> [Attività da svolgere]:
- a) Nell'estratto sul virus, la frase che inizia con "A dieci mesi di distanza" elenca le condizioni introdotte da "se" che permetterebbero di temere meno il virus. Riportale tutte.
- b) Rispondi in breve a queste domande sull'estratto sul virus:
(i) Secondo l'estratto, quale strategia ha il governo contro il virus, oltre alle chiusure?
(ii) Che cosa accade quanto più gli ospedali sono liberi?
(iii) Secondo quanto spiegano i geriatri, in quali condizioni dei contagi si possono ridurre i ricoveri?

> [Estratto della fonte]:
Il panico aumenta i decessi - La ressa conseguente ha provocato la difficoltà nelle cure. Se questo poteva avere una giustificazione a marzo, non deve accadere oggi. A dieci mesi di distanza, la risposta che il governo dà è ancora la chiusura mentre, se avessimo imparato a curare il virus a casa, avessimo organizzato l'assistenza a domicilio agli anziani o adottassimo almeno il protocollo che il professore Remuzzi e alcuni medici della Bergamasca utilizzano per curare i loro pazienti, oggi potremmo permetterci di temere meno il virus, perché riusciremmo a curare senza affollare gli ospedali e senza che l'infezione degeneri quasi necessariamente in polmonite interstiziale, impedendole di salire alle alte vie respiratorie. La motivazione che sta alla base delle ultime chiusure è che, non avendo il governo altra strategia contro il virus se non l'attesa del vaccino, si tende a ridurre a zero i contagi, come unica possibilità di diminuire ricoveri e lutti. Più gli ospedali sono liberi infatti, più vite si salvano. Quello che però i geriatri, riferendosi anche al lavoro di Remuzzi, spiegano è che si possono ridurre i ricoveri anche se i contagi restano stabili o non esplodono.

> [Dati in ingresso]:

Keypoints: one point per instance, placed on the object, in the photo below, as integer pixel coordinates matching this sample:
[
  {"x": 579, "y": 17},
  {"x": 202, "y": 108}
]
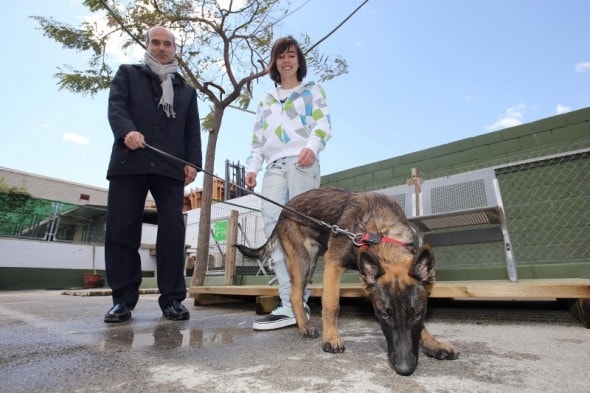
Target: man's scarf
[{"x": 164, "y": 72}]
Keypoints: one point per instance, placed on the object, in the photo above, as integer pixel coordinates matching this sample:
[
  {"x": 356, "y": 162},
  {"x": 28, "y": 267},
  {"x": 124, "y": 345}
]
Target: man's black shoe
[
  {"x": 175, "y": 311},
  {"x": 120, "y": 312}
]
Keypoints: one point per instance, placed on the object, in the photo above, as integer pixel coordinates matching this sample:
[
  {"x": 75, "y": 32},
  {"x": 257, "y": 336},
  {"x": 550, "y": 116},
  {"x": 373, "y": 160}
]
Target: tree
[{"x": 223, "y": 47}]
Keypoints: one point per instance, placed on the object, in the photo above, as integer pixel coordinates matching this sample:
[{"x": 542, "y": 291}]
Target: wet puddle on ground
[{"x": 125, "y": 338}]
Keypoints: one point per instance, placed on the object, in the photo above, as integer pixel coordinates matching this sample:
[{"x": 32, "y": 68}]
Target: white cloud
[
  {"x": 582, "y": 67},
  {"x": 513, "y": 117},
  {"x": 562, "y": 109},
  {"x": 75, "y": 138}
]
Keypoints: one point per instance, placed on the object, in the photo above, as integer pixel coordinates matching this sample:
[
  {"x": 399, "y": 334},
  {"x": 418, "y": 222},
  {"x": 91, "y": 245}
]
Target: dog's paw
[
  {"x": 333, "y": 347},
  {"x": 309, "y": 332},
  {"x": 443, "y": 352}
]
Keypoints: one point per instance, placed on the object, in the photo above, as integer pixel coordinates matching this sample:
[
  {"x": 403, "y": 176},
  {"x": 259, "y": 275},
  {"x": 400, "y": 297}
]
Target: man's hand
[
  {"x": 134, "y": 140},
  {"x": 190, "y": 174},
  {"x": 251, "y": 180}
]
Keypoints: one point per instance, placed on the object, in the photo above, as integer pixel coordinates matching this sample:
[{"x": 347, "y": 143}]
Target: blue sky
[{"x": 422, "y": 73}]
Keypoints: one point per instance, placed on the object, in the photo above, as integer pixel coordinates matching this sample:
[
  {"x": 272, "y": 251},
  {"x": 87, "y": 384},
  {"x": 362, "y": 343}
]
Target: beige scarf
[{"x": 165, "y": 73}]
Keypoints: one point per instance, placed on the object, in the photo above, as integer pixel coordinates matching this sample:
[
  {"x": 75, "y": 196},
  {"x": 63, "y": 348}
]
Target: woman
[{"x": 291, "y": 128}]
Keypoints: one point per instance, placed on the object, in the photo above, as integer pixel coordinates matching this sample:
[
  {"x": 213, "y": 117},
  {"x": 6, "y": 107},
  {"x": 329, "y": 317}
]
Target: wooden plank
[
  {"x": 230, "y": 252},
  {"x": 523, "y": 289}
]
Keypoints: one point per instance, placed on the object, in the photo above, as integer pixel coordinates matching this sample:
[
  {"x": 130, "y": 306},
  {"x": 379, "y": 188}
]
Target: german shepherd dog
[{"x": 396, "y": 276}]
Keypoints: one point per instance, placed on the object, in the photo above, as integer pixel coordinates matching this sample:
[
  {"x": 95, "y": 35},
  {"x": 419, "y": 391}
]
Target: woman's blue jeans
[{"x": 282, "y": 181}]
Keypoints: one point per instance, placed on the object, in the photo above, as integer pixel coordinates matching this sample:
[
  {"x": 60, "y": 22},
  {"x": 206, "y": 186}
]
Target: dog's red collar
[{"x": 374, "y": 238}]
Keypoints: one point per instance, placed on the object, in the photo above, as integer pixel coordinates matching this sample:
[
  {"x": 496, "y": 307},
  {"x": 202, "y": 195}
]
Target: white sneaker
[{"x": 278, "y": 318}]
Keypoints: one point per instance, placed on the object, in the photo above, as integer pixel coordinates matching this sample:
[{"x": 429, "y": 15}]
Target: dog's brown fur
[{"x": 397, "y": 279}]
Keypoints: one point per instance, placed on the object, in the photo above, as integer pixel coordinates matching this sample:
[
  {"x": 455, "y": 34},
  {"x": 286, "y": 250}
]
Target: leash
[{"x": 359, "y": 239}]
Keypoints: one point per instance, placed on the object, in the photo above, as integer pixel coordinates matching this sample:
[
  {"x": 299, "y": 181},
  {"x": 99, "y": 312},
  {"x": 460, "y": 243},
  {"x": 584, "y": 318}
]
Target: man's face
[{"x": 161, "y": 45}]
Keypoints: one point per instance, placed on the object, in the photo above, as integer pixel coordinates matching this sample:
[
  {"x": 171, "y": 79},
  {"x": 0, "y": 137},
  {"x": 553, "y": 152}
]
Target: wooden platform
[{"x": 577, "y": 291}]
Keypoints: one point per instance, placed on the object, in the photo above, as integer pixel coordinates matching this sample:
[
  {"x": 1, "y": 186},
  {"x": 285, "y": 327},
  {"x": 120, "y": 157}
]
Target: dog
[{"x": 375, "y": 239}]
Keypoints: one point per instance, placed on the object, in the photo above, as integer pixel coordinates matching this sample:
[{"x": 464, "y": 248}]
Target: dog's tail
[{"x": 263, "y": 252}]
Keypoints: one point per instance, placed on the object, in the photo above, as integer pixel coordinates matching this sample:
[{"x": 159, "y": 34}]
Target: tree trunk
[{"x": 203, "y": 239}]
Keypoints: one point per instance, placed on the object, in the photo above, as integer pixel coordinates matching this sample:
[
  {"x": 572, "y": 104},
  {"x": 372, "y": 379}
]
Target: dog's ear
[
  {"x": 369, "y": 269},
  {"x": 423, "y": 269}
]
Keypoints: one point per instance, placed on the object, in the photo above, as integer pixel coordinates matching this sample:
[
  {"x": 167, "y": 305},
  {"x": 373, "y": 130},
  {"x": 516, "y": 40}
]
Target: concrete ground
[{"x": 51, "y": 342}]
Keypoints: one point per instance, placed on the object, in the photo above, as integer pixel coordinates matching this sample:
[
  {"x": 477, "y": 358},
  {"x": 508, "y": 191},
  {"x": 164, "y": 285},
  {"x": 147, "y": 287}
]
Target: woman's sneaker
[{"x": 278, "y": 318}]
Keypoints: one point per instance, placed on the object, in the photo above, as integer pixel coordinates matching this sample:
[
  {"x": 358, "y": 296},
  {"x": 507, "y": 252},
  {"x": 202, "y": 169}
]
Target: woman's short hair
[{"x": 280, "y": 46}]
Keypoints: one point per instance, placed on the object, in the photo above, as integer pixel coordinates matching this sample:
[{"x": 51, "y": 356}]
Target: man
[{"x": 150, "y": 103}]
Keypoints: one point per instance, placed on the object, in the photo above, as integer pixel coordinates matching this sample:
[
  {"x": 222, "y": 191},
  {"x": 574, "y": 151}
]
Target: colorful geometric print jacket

> [Risposte fornite]:
- a)
- Avere imparato a curare il virus a casa
- Avere organizzato l'assistenza a domicilio agli anziani
- Adottare almeno il protocollo che il professore Remuzzi e alcuni medici della Bergamasca utilizzano per curare i loro pazienti

- b)
(i) L'attesa del vaccino.
(ii) Si salvano più vite.
(iii) Anche se i contagi restano stabili o non esplodono.